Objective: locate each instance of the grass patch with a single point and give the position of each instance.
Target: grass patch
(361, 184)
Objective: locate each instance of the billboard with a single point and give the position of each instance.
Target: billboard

> ACTIVITY
Each of the lines above should be printed again precisely as it reads.

> OUTPUT OF THE EXERCISE
Objective: locate each instance of the grass patch with a single point and give the position of each instance.
Target: grass patch
(361, 184)
Objective: locate each instance of the billboard with a single point and give the position of each instance.
Target: billboard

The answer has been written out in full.